• WORK TO COMPLETE
From the entries, return every line where the string "negative" shows up.

════════════════

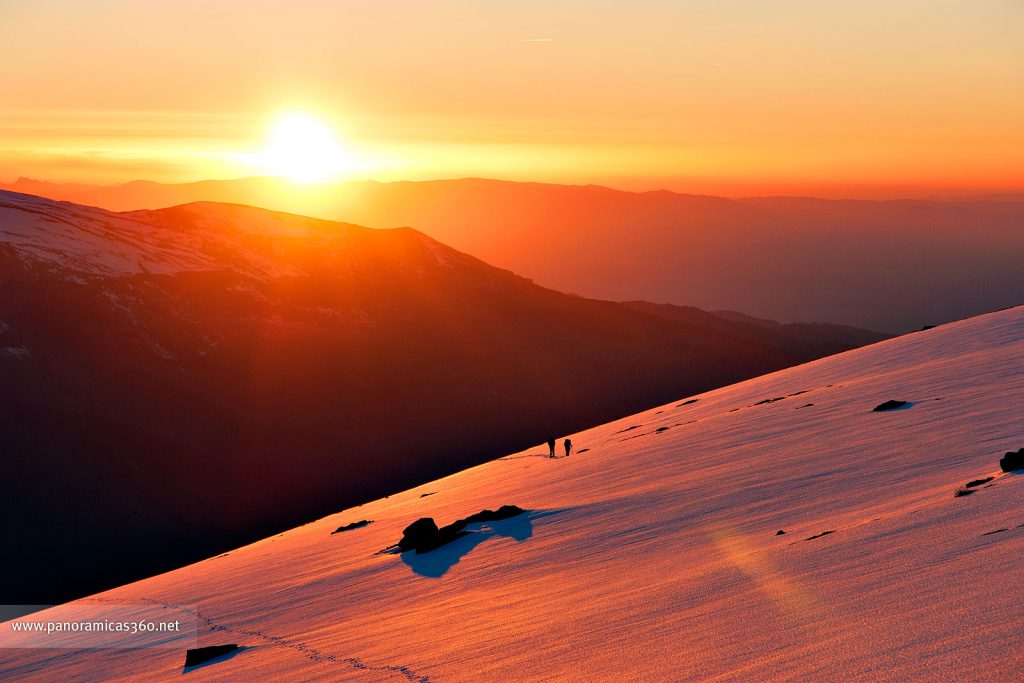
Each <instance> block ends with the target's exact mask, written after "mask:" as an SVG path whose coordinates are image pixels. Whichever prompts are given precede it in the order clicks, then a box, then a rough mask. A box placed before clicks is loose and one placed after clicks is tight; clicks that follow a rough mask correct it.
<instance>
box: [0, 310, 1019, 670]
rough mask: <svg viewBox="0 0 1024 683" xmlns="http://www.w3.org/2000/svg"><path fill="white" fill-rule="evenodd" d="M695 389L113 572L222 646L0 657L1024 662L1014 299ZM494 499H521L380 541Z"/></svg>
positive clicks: (738, 667)
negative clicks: (225, 650) (448, 526)
mask: <svg viewBox="0 0 1024 683" xmlns="http://www.w3.org/2000/svg"><path fill="white" fill-rule="evenodd" d="M524 390H528V388H526V387H524ZM801 391H802V392H806V393H801V394H799V395H793V394H795V393H797V392H801ZM778 397H784V398H783V399H782V400H775V401H772V402H767V403H762V404H759V405H754V403H757V402H758V401H762V400H764V399H767V398H778ZM684 398H686V397H684V396H681V397H680V400H679V401H676V402H674V403H672V404H669V405H665V407H660V408H657V409H652V410H649V411H646V412H644V413H640V414H638V415H635V416H632V417H629V418H626V419H623V420H620V421H617V422H613V423H610V424H606V425H602V426H600V427H596V428H594V429H590V430H587V431H584V432H580V433H578V434H572V435H571V437H572V441H573V443H574V444H575V447H577V449H578V450H584V449H586V450H587V451H586V452H584V453H579V454H574V455H572V456H571V457H569V458H567V459H557V460H550V459H548V458H546V457H542V456H543V455H546V453H547V449H546V447H545V446H540V445H539V446H537V447H534V449H529V450H527V451H525V452H523V453H520V454H515V455H512V456H508V457H506V458H501V459H498V460H496V461H493V462H489V463H486V464H484V465H481V466H479V467H475V468H472V469H470V470H466V471H464V472H461V473H459V474H455V475H453V476H450V477H445V478H443V479H440V480H437V481H434V482H432V483H429V484H426V485H423V486H420V487H418V488H415V489H413V490H409V492H406V493H403V494H399V495H395V496H392V497H390V498H388V499H384V500H380V501H376V502H374V503H370V504H368V505H364V506H361V507H359V508H355V509H352V510H346V511H344V512H341V513H338V514H336V515H332V516H330V517H327V518H324V519H321V520H318V521H315V522H312V523H309V524H306V525H304V526H301V527H298V528H295V529H293V530H291V531H288V532H286V533H284V535H281V536H278V537H273V538H270V539H266V540H264V541H261V542H258V543H255V544H253V545H251V546H247V547H245V548H241V549H238V550H234V551H232V552H230V553H229V554H227V555H226V556H220V557H216V558H211V559H208V560H205V561H203V562H199V563H197V564H194V565H191V566H187V567H184V568H181V569H178V570H176V571H171V572H169V573H166V574H163V575H160V577H155V578H153V579H148V580H146V581H141V582H138V583H136V584H132V585H129V586H125V587H122V588H119V589H116V590H113V591H110V592H108V593H104V594H102V595H101V596H99V597H101V598H102V599H103V600H105V601H108V602H111V601H113V602H115V603H117V602H119V601H120V602H134V601H153V602H155V603H157V604H168V605H186V606H190V608H195V609H196V610H198V612H199V613H200V614H201V621H200V627H201V635H200V643H201V644H205V645H214V644H220V643H239V644H240V645H244V646H245V647H246V649H243V650H242V651H241V652H239V653H237V654H236V655H234V656H231V657H230V658H225V659H224V660H222V661H217V663H214V664H211V665H208V666H205V667H202V668H200V669H196V670H195V671H190V672H187V673H186V674H185V676H183V677H182V675H181V674H182V671H181V667H182V663H183V660H184V652H183V651H175V650H168V649H157V648H154V649H139V650H123V651H118V650H103V651H89V652H85V651H75V650H31V649H22V650H6V651H2V652H0V678H3V679H5V680H18V679H33V678H38V679H46V680H86V681H91V680H109V679H110V680H119V681H150V680H162V681H165V680H175V681H188V682H191V681H207V680H281V681H321V680H332V681H403V680H415V681H428V680H429V681H434V682H442V681H686V680H713V681H749V680H801V681H825V680H843V681H847V682H849V681H879V680H907V679H915V680H992V681H1007V680H1014V679H1016V680H1021V679H1022V678H1024V642H1022V640H1024V628H1022V627H1024V582H1022V581H1021V573H1020V572H1021V558H1022V556H1024V528H1020V526H1021V525H1024V505H1022V504H1024V474H1021V475H1017V474H1002V473H1000V472H999V471H998V466H997V462H998V459H999V457H1000V456H1001V455H1002V453H1004V452H1005V451H1009V450H1017V449H1019V447H1021V446H1024V411H1022V405H1024V400H1022V399H1024V308H1021V307H1018V308H1015V309H1010V310H1005V311H1000V312H996V313H991V314H987V315H982V316H979V317H975V318H971V319H968V321H964V322H961V323H956V324H951V325H947V326H943V327H940V328H936V329H934V330H930V331H926V332H921V333H914V334H911V335H907V336H905V337H901V338H897V339H894V340H891V341H887V342H883V343H880V344H876V345H873V346H869V347H865V348H861V349H857V350H854V351H850V352H847V353H843V354H840V355H837V356H833V357H829V358H824V359H821V360H817V361H814V362H810V364H807V365H804V366H801V367H798V368H793V369H790V370H784V371H781V372H778V373H774V374H772V375H767V376H765V377H761V378H757V379H754V380H750V381H746V382H742V383H740V384H736V385H733V386H729V387H725V388H723V389H719V390H715V391H711V392H708V393H706V394H701V395H698V396H696V398H698V401H697V402H695V403H692V404H688V405H682V407H679V405H677V404H678V403H679V402H681V401H682V399H684ZM887 399H901V400H907V401H911V403H912V404H911V405H910V407H909V408H907V409H903V410H899V411H894V412H890V413H872V412H871V409H872V408H873V407H874V405H877V404H879V403H881V402H883V401H885V400H887ZM807 403H813V405H810V407H806V408H805V405H806V404H807ZM737 409H738V410H737ZM634 425H636V426H637V428H635V429H629V430H627V429H628V428H629V427H632V426H634ZM659 427H668V428H669V429H667V430H664V431H662V432H656V431H655V430H656V429H658V428H659ZM624 430H627V431H624ZM559 446H560V444H559ZM252 466H253V467H259V464H258V463H253V465H252ZM382 466H383V465H382ZM986 476H994V479H993V480H992V482H991V484H992V485H990V486H987V487H986V486H979V487H977V488H976V489H975V493H974V494H973V495H970V496H967V497H962V498H953V495H952V494H953V490H954V489H955V488H956V487H957V486H959V485H963V484H964V483H965V482H967V481H969V480H972V479H977V478H983V477H986ZM430 492H436V493H435V495H432V496H428V497H425V498H421V495H422V494H425V493H430ZM502 504H514V505H518V506H520V507H522V508H524V509H527V510H529V511H530V512H529V513H528V514H527V515H525V516H523V517H520V518H516V519H513V520H508V521H506V522H494V523H492V524H490V525H489V526H483V527H479V526H477V527H476V528H477V529H478V530H477V531H476V532H474V533H472V535H470V536H468V537H466V538H464V539H461V540H459V541H457V542H455V543H454V544H452V545H451V546H447V547H444V548H441V549H439V550H437V551H434V552H433V553H429V554H425V555H420V556H416V555H410V554H407V555H404V556H399V555H392V554H375V553H377V551H379V550H381V549H383V548H385V547H387V546H389V545H391V544H393V543H396V542H397V541H398V539H399V538H400V536H401V530H402V528H403V527H404V526H406V525H408V524H409V523H410V522H412V521H414V520H415V519H417V518H418V517H421V516H432V517H433V518H434V519H435V520H437V522H438V523H441V524H443V523H447V522H451V521H453V520H455V519H457V518H460V517H464V516H466V515H468V514H470V513H473V512H476V511H479V510H481V509H483V508H497V507H498V506H500V505H502ZM360 519H372V520H374V523H372V524H370V525H368V526H365V527H362V528H357V529H353V530H350V531H345V532H343V533H337V535H334V536H332V535H331V531H333V530H334V529H335V528H336V527H338V526H339V525H341V524H343V523H347V522H352V521H357V520H360ZM1000 528H1005V529H1006V530H1005V531H1000V532H997V533H990V535H987V536H986V532H988V531H993V530H995V529H1000ZM779 529H784V530H785V533H784V535H781V536H776V531H777V530H779ZM825 531H831V532H830V533H826V535H824V536H819V537H818V538H815V539H813V540H807V539H810V537H815V536H817V535H821V533H823V532H825ZM88 600H89V599H86V600H85V602H87V601H88ZM36 616H37V617H39V615H36ZM0 628H3V627H0Z"/></svg>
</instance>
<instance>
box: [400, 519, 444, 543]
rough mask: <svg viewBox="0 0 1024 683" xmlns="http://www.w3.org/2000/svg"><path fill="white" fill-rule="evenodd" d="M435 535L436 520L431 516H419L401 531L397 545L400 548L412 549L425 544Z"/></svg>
mask: <svg viewBox="0 0 1024 683" xmlns="http://www.w3.org/2000/svg"><path fill="white" fill-rule="evenodd" d="M436 536H437V522H435V521H434V520H433V517H421V518H420V519H417V520H416V521H415V522H413V523H412V524H410V525H409V526H407V527H406V530H403V531H402V532H401V541H399V542H398V547H399V548H401V549H402V550H413V549H416V548H420V547H421V546H424V545H426V544H427V543H428V542H430V541H432V540H433V539H434V537H436Z"/></svg>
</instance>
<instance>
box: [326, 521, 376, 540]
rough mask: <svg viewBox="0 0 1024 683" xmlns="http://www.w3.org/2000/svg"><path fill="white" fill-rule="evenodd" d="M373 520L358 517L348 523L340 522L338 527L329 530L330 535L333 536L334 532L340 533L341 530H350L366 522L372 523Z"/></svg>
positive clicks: (359, 527) (363, 526) (357, 527)
mask: <svg viewBox="0 0 1024 683" xmlns="http://www.w3.org/2000/svg"><path fill="white" fill-rule="evenodd" d="M373 522H374V520H373V519H360V520H359V521H357V522H352V523H350V524H342V525H341V526H339V527H338V528H336V529H334V530H333V531H331V536H334V535H335V533H341V532H342V531H351V530H352V529H353V528H361V527H364V526H366V525H367V524H372V523H373Z"/></svg>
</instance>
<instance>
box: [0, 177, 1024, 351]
mask: <svg viewBox="0 0 1024 683" xmlns="http://www.w3.org/2000/svg"><path fill="white" fill-rule="evenodd" d="M9 187H10V188H11V189H19V188H20V189H22V190H23V191H29V193H32V194H36V195H45V196H47V197H52V198H56V199H69V200H72V201H76V202H79V203H84V204H91V205H96V206H102V207H105V208H109V209H118V210H122V209H140V208H159V207H167V206H171V205H174V204H183V203H186V202H195V201H199V200H212V201H220V202H238V203H243V204H256V205H259V206H263V207H266V208H270V209H279V210H285V211H294V212H297V213H303V214H309V215H315V216H322V217H325V218H336V219H343V220H350V221H353V222H356V223H359V224H362V225H373V226H377V227H388V226H393V225H412V226H413V227H416V228H417V229H419V230H422V231H423V232H425V233H426V234H429V236H430V237H432V238H433V239H435V240H438V241H440V242H442V243H444V244H446V245H450V246H452V247H454V248H456V249H459V250H460V251H463V252H466V253H468V254H472V255H473V256H476V257H478V258H481V259H483V260H484V261H486V262H487V263H490V264H494V265H497V266H500V267H503V268H509V269H511V270H513V271H515V272H517V273H519V274H522V275H525V276H527V278H531V279H534V280H535V281H536V282H538V283H539V284H541V285H544V286H546V287H551V288H554V289H557V290H560V291H563V292H573V293H577V294H581V295H584V296H588V297H598V298H602V299H611V300H616V301H627V300H636V299H642V300H646V301H658V302H670V303H674V304H677V305H692V306H699V307H701V308H703V309H706V310H719V309H726V310H738V311H742V312H743V313H746V314H751V315H756V316H759V317H767V318H773V319H777V321H782V322H783V323H794V322H809V321H816V322H824V323H831V324H837V325H852V326H857V327H860V328H867V329H869V330H880V331H884V332H891V333H898V332H910V331H913V330H920V329H921V328H922V327H924V326H929V325H939V324H942V323H948V322H952V321H956V319H962V318H964V317H967V316H970V315H976V314H979V313H983V312H987V311H990V310H995V309H998V308H1004V307H1007V306H1013V305H1017V304H1020V303H1021V302H1022V301H1024V271H1022V269H1021V268H1020V262H1021V261H1022V259H1024V229H1022V226H1024V195H1009V196H998V197H981V198H974V199H963V198H962V199H943V200H898V201H856V200H841V201H828V200H820V199H813V198H805V197H776V198H760V199H758V198H754V199H737V200H729V199H723V198H718V197H706V196H697V195H683V194H678V193H671V191H648V193H628V191H620V190H615V189H610V188H607V187H598V186H593V185H588V186H580V185H553V184H544V183H528V182H506V181H499V180H483V179H458V180H435V181H424V182H387V183H381V182H362V181H352V182H345V183H339V184H336V185H325V186H315V185H313V186H294V185H293V186H288V185H287V184H286V183H283V181H281V180H275V179H272V178H247V179H238V180H210V181H203V182H195V183H187V184H177V185H175V184H160V183H155V182H146V181H136V182H130V183H126V184H123V185H115V186H110V187H99V186H78V185H59V184H51V183H45V182H39V181H32V180H20V181H18V182H16V183H13V184H12V185H9Z"/></svg>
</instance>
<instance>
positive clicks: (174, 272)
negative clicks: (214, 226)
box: [0, 191, 302, 278]
mask: <svg viewBox="0 0 1024 683" xmlns="http://www.w3.org/2000/svg"><path fill="white" fill-rule="evenodd" d="M0 244H7V245H10V246H11V247H13V248H14V249H16V250H17V251H18V252H19V253H20V254H23V255H26V256H28V257H31V258H35V259H38V260H40V261H44V262H48V263H51V264H55V265H58V266H61V267H65V268H68V269H69V270H71V271H74V272H76V273H81V274H86V275H102V276H117V275H128V274H133V273H139V272H148V273H155V274H174V273H177V272H183V271H203V270H219V269H224V268H231V269H236V270H239V271H241V272H245V273H246V274H250V275H254V276H259V278H274V276H281V275H297V274H302V271H301V270H299V269H298V268H294V267H291V266H288V265H286V264H282V263H279V262H276V261H274V260H273V259H271V258H267V257H265V256H263V255H261V254H259V253H257V252H255V251H254V250H253V249H251V248H247V247H246V246H245V245H243V244H241V243H240V242H239V241H237V240H233V239H232V238H231V236H229V234H225V233H223V232H217V231H215V230H202V229H200V230H187V231H182V230H176V229H174V228H173V226H169V225H166V224H160V223H158V222H157V221H154V220H146V219H145V217H144V216H140V215H133V214H122V213H114V212H111V211H105V210H103V209H95V208H91V207H83V206H79V205H76V204H71V203H68V202H54V201H51V200H46V199H42V198H39V197H33V196H31V195H20V194H17V193H10V191H0ZM227 254H229V255H230V257H229V258H228V257H226V256H225V255H227Z"/></svg>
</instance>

════════════════

• TASK OUTPUT
negative clicks: (225, 650) (448, 526)
negative clicks: (214, 226)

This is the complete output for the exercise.